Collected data
┄┄┄┄┄┄┄┄┄┄┄┄┄┄┄┄┄┄┄┄
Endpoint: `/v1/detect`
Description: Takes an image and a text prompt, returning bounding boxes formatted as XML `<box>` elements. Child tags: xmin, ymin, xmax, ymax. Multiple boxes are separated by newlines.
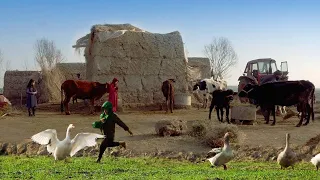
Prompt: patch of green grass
<box><xmin>0</xmin><ymin>156</ymin><xmax>320</xmax><ymax>180</ymax></box>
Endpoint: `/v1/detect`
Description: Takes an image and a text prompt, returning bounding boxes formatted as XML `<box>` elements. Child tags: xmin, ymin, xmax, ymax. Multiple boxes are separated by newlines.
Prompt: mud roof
<box><xmin>248</xmin><ymin>58</ymin><xmax>276</xmax><ymax>64</ymax></box>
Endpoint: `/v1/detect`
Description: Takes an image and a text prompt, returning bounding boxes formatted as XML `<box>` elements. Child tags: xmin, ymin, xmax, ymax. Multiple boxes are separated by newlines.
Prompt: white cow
<box><xmin>193</xmin><ymin>76</ymin><xmax>228</xmax><ymax>109</ymax></box>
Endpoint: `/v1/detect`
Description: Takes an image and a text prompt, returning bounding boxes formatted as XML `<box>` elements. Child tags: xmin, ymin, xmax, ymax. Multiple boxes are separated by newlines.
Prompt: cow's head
<box><xmin>168</xmin><ymin>79</ymin><xmax>176</xmax><ymax>82</ymax></box>
<box><xmin>192</xmin><ymin>82</ymin><xmax>200</xmax><ymax>91</ymax></box>
<box><xmin>225</xmin><ymin>89</ymin><xmax>237</xmax><ymax>101</ymax></box>
<box><xmin>238</xmin><ymin>84</ymin><xmax>257</xmax><ymax>98</ymax></box>
<box><xmin>199</xmin><ymin>81</ymin><xmax>207</xmax><ymax>91</ymax></box>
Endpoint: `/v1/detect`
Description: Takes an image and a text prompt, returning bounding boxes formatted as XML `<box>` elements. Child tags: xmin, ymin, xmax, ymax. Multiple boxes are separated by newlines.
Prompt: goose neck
<box><xmin>66</xmin><ymin>127</ymin><xmax>71</xmax><ymax>139</ymax></box>
<box><xmin>284</xmin><ymin>136</ymin><xmax>289</xmax><ymax>150</ymax></box>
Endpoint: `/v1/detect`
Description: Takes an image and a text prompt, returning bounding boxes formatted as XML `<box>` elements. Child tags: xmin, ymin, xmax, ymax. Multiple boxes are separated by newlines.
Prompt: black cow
<box><xmin>239</xmin><ymin>80</ymin><xmax>315</xmax><ymax>127</ymax></box>
<box><xmin>209</xmin><ymin>89</ymin><xmax>237</xmax><ymax>123</ymax></box>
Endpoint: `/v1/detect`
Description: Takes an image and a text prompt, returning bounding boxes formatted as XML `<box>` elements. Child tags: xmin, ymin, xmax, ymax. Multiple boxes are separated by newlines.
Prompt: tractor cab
<box><xmin>238</xmin><ymin>58</ymin><xmax>288</xmax><ymax>92</ymax></box>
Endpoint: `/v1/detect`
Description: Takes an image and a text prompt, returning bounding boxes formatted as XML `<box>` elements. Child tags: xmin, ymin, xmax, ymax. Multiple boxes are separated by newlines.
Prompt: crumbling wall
<box><xmin>85</xmin><ymin>25</ymin><xmax>188</xmax><ymax>106</ymax></box>
<box><xmin>56</xmin><ymin>63</ymin><xmax>86</xmax><ymax>79</ymax></box>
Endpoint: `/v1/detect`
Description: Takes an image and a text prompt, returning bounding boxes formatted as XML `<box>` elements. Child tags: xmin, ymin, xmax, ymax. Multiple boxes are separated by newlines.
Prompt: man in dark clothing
<box><xmin>260</xmin><ymin>70</ymin><xmax>282</xmax><ymax>85</ymax></box>
<box><xmin>97</xmin><ymin>101</ymin><xmax>133</xmax><ymax>163</ymax></box>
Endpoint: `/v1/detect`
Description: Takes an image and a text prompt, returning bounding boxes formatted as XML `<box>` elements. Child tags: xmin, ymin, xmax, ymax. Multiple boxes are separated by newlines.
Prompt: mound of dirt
<box><xmin>305</xmin><ymin>134</ymin><xmax>320</xmax><ymax>146</ymax></box>
<box><xmin>188</xmin><ymin>121</ymin><xmax>239</xmax><ymax>148</ymax></box>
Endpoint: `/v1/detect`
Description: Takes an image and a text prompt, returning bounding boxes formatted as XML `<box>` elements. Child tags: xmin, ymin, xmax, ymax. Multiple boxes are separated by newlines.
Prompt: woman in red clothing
<box><xmin>108</xmin><ymin>78</ymin><xmax>119</xmax><ymax>112</ymax></box>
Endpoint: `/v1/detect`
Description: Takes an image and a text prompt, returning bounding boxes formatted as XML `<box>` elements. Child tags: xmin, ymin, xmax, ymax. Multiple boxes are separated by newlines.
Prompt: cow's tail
<box><xmin>60</xmin><ymin>85</ymin><xmax>63</xmax><ymax>112</ymax></box>
<box><xmin>311</xmin><ymin>88</ymin><xmax>315</xmax><ymax>121</ymax></box>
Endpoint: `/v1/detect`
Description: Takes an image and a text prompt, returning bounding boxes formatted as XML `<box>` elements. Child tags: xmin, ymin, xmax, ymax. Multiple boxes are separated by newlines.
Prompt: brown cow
<box><xmin>61</xmin><ymin>80</ymin><xmax>109</xmax><ymax>115</ymax></box>
<box><xmin>161</xmin><ymin>79</ymin><xmax>175</xmax><ymax>113</ymax></box>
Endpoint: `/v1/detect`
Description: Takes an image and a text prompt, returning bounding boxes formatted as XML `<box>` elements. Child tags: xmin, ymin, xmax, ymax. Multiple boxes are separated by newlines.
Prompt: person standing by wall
<box><xmin>108</xmin><ymin>78</ymin><xmax>119</xmax><ymax>112</ymax></box>
<box><xmin>27</xmin><ymin>79</ymin><xmax>37</xmax><ymax>116</ymax></box>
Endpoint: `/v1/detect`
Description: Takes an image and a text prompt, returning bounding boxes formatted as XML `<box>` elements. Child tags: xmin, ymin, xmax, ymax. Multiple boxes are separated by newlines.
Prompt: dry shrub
<box><xmin>187</xmin><ymin>121</ymin><xmax>206</xmax><ymax>137</ymax></box>
<box><xmin>188</xmin><ymin>121</ymin><xmax>239</xmax><ymax>148</ymax></box>
<box><xmin>155</xmin><ymin>120</ymin><xmax>185</xmax><ymax>136</ymax></box>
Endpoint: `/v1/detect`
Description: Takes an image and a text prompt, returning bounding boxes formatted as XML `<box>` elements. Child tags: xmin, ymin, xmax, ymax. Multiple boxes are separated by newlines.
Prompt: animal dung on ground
<box><xmin>155</xmin><ymin>120</ymin><xmax>185</xmax><ymax>136</ymax></box>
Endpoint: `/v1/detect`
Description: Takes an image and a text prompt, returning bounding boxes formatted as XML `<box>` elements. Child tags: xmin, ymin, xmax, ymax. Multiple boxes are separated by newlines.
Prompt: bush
<box><xmin>188</xmin><ymin>121</ymin><xmax>239</xmax><ymax>148</ymax></box>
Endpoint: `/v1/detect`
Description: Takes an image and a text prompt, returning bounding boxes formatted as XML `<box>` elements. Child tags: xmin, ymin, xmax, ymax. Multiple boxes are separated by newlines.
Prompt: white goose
<box><xmin>310</xmin><ymin>153</ymin><xmax>320</xmax><ymax>171</ymax></box>
<box><xmin>208</xmin><ymin>132</ymin><xmax>234</xmax><ymax>170</ymax></box>
<box><xmin>31</xmin><ymin>124</ymin><xmax>105</xmax><ymax>160</ymax></box>
<box><xmin>277</xmin><ymin>133</ymin><xmax>297</xmax><ymax>169</ymax></box>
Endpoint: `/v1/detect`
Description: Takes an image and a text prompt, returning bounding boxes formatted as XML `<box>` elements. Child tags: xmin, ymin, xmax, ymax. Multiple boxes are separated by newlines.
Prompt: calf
<box><xmin>61</xmin><ymin>80</ymin><xmax>109</xmax><ymax>115</ymax></box>
<box><xmin>209</xmin><ymin>89</ymin><xmax>237</xmax><ymax>123</ymax></box>
<box><xmin>161</xmin><ymin>79</ymin><xmax>175</xmax><ymax>113</ymax></box>
<box><xmin>239</xmin><ymin>80</ymin><xmax>315</xmax><ymax>127</ymax></box>
<box><xmin>193</xmin><ymin>76</ymin><xmax>227</xmax><ymax>109</ymax></box>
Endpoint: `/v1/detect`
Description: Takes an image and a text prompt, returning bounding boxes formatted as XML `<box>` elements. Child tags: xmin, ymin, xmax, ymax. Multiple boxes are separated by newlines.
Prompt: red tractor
<box><xmin>238</xmin><ymin>58</ymin><xmax>288</xmax><ymax>95</ymax></box>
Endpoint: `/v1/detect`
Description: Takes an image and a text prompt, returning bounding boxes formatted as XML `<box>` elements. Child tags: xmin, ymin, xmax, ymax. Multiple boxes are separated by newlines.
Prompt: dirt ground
<box><xmin>0</xmin><ymin>102</ymin><xmax>320</xmax><ymax>153</ymax></box>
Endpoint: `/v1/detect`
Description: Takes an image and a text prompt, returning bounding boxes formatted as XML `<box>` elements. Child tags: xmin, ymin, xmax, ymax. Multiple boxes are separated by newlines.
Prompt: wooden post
<box><xmin>20</xmin><ymin>93</ymin><xmax>22</xmax><ymax>107</ymax></box>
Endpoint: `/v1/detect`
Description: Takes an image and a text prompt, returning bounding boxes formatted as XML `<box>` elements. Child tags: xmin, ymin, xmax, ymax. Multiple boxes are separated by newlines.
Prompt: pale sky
<box><xmin>0</xmin><ymin>0</ymin><xmax>320</xmax><ymax>87</ymax></box>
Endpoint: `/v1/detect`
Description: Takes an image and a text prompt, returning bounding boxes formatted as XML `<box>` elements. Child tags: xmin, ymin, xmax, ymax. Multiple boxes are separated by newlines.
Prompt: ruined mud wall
<box><xmin>56</xmin><ymin>63</ymin><xmax>86</xmax><ymax>79</ymax></box>
<box><xmin>85</xmin><ymin>27</ymin><xmax>188</xmax><ymax>106</ymax></box>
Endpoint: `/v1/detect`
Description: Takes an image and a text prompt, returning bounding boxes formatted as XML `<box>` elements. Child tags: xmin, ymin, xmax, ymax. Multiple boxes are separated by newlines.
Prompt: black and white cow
<box><xmin>193</xmin><ymin>76</ymin><xmax>227</xmax><ymax>109</ymax></box>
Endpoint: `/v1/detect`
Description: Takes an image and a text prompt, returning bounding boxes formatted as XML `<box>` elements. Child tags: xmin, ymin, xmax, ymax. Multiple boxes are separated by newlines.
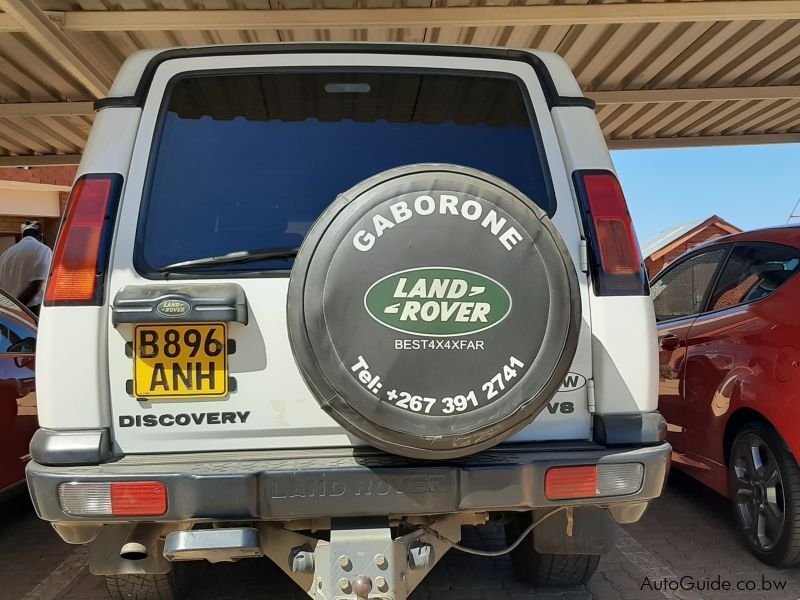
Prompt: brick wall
<box><xmin>0</xmin><ymin>165</ymin><xmax>78</xmax><ymax>186</ymax></box>
<box><xmin>0</xmin><ymin>165</ymin><xmax>78</xmax><ymax>246</ymax></box>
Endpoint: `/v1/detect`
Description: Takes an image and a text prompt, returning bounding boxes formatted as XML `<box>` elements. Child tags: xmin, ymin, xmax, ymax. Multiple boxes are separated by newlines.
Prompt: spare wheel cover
<box><xmin>287</xmin><ymin>164</ymin><xmax>581</xmax><ymax>458</ymax></box>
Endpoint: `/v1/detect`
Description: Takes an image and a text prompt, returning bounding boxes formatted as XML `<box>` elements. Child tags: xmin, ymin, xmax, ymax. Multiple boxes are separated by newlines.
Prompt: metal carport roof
<box><xmin>0</xmin><ymin>0</ymin><xmax>800</xmax><ymax>166</ymax></box>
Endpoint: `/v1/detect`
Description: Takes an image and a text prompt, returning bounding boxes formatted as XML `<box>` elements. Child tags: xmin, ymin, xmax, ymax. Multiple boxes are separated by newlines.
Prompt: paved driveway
<box><xmin>6</xmin><ymin>473</ymin><xmax>800</xmax><ymax>600</ymax></box>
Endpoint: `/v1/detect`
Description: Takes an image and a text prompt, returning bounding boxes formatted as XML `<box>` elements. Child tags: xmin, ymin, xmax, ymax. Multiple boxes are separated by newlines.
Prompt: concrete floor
<box><xmin>6</xmin><ymin>473</ymin><xmax>800</xmax><ymax>600</ymax></box>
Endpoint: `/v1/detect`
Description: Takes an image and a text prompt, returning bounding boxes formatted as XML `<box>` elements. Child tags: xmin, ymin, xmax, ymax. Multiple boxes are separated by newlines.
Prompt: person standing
<box><xmin>0</xmin><ymin>221</ymin><xmax>53</xmax><ymax>315</ymax></box>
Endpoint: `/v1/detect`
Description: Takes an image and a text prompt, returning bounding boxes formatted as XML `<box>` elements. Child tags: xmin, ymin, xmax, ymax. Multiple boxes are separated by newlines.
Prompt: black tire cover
<box><xmin>287</xmin><ymin>164</ymin><xmax>581</xmax><ymax>459</ymax></box>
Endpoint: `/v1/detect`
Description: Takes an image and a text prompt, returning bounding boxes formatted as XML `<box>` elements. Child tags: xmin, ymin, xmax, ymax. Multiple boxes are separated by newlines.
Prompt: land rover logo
<box><xmin>364</xmin><ymin>267</ymin><xmax>511</xmax><ymax>337</ymax></box>
<box><xmin>156</xmin><ymin>298</ymin><xmax>192</xmax><ymax>317</ymax></box>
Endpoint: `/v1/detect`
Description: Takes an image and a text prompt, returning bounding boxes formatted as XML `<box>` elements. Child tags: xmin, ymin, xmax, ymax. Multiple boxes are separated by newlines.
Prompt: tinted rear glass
<box><xmin>137</xmin><ymin>71</ymin><xmax>555</xmax><ymax>274</ymax></box>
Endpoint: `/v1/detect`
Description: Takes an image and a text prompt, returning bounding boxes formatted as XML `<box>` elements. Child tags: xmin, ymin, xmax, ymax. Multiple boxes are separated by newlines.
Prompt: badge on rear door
<box><xmin>156</xmin><ymin>298</ymin><xmax>192</xmax><ymax>317</ymax></box>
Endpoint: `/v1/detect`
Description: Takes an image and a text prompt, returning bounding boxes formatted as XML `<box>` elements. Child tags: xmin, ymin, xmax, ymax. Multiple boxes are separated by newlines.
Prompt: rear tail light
<box><xmin>544</xmin><ymin>463</ymin><xmax>644</xmax><ymax>500</ymax></box>
<box><xmin>44</xmin><ymin>174</ymin><xmax>122</xmax><ymax>306</ymax></box>
<box><xmin>58</xmin><ymin>481</ymin><xmax>167</xmax><ymax>517</ymax></box>
<box><xmin>574</xmin><ymin>171</ymin><xmax>649</xmax><ymax>296</ymax></box>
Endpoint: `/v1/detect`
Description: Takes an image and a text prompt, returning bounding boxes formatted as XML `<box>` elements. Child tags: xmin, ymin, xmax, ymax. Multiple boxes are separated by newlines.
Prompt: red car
<box><xmin>650</xmin><ymin>227</ymin><xmax>800</xmax><ymax>565</ymax></box>
<box><xmin>0</xmin><ymin>291</ymin><xmax>39</xmax><ymax>496</ymax></box>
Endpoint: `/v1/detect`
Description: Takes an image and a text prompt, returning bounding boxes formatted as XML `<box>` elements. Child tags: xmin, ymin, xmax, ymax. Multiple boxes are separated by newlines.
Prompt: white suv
<box><xmin>28</xmin><ymin>44</ymin><xmax>670</xmax><ymax>600</ymax></box>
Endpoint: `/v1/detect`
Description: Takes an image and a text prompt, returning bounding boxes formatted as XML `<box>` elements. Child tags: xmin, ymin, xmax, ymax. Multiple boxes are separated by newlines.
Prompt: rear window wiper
<box><xmin>158</xmin><ymin>248</ymin><xmax>300</xmax><ymax>272</ymax></box>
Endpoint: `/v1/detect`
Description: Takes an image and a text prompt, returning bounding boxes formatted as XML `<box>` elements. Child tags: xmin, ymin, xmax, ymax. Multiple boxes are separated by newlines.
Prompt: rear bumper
<box><xmin>27</xmin><ymin>442</ymin><xmax>671</xmax><ymax>523</ymax></box>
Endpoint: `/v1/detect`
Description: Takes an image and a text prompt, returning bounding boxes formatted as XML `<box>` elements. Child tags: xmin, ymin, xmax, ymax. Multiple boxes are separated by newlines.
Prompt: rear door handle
<box><xmin>658</xmin><ymin>333</ymin><xmax>681</xmax><ymax>350</ymax></box>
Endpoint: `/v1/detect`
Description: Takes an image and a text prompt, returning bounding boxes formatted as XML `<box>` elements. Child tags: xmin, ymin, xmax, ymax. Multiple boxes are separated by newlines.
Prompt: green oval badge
<box><xmin>156</xmin><ymin>298</ymin><xmax>192</xmax><ymax>317</ymax></box>
<box><xmin>364</xmin><ymin>267</ymin><xmax>511</xmax><ymax>337</ymax></box>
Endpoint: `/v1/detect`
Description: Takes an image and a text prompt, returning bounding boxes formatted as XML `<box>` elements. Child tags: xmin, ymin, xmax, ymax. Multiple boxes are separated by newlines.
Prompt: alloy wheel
<box><xmin>731</xmin><ymin>433</ymin><xmax>786</xmax><ymax>552</ymax></box>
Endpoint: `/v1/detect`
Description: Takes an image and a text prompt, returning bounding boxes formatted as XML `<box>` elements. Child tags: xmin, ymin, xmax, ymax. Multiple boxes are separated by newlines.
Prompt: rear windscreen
<box><xmin>136</xmin><ymin>71</ymin><xmax>555</xmax><ymax>275</ymax></box>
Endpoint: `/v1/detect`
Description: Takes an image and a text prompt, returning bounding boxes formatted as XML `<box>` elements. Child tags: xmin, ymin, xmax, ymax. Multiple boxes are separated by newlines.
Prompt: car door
<box><xmin>0</xmin><ymin>292</ymin><xmax>38</xmax><ymax>493</ymax></box>
<box><xmin>683</xmin><ymin>242</ymin><xmax>800</xmax><ymax>489</ymax></box>
<box><xmin>650</xmin><ymin>245</ymin><xmax>728</xmax><ymax>453</ymax></box>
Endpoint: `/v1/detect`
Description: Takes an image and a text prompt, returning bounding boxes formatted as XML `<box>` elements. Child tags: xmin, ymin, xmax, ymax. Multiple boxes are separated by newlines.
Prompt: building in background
<box><xmin>642</xmin><ymin>215</ymin><xmax>742</xmax><ymax>277</ymax></box>
<box><xmin>0</xmin><ymin>166</ymin><xmax>77</xmax><ymax>253</ymax></box>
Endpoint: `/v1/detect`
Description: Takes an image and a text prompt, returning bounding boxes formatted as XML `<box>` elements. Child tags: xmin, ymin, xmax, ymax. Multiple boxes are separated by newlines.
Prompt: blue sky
<box><xmin>612</xmin><ymin>144</ymin><xmax>800</xmax><ymax>243</ymax></box>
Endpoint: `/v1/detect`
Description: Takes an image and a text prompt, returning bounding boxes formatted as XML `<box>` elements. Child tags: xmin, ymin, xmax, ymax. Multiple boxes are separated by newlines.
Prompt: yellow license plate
<box><xmin>133</xmin><ymin>323</ymin><xmax>228</xmax><ymax>400</ymax></box>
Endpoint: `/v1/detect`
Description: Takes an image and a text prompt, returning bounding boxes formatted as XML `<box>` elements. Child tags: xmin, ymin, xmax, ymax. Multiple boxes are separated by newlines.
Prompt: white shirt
<box><xmin>0</xmin><ymin>236</ymin><xmax>53</xmax><ymax>306</ymax></box>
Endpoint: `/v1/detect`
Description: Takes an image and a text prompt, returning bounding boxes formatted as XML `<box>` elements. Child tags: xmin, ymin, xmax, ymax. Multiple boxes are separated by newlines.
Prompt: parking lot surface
<box><xmin>6</xmin><ymin>473</ymin><xmax>800</xmax><ymax>600</ymax></box>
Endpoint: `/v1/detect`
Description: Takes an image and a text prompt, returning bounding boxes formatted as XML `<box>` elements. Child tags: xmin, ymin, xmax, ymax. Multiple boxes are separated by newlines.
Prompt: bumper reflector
<box><xmin>544</xmin><ymin>463</ymin><xmax>644</xmax><ymax>500</ymax></box>
<box><xmin>58</xmin><ymin>481</ymin><xmax>167</xmax><ymax>517</ymax></box>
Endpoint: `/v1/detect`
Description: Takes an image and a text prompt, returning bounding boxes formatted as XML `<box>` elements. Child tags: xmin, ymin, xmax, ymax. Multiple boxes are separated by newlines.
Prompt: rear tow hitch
<box><xmin>261</xmin><ymin>516</ymin><xmax>461</xmax><ymax>600</ymax></box>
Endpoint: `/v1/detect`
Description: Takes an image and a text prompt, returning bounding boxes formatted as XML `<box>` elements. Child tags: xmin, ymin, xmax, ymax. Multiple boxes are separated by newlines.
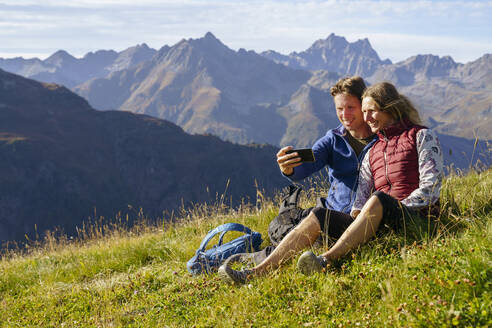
┄┄┄┄┄┄┄┄┄┄┄┄┄┄┄┄┄┄┄┄
WHAT THE EXERCISE ASKS:
Identify every line in the records above that contains the string "wall", and copy each such line. Case counts.

EXERCISE RESULT:
Prompt: crumbling wall
Prompt: person standing by wall
Prompt: ruined mud wall
Prompt: brick wall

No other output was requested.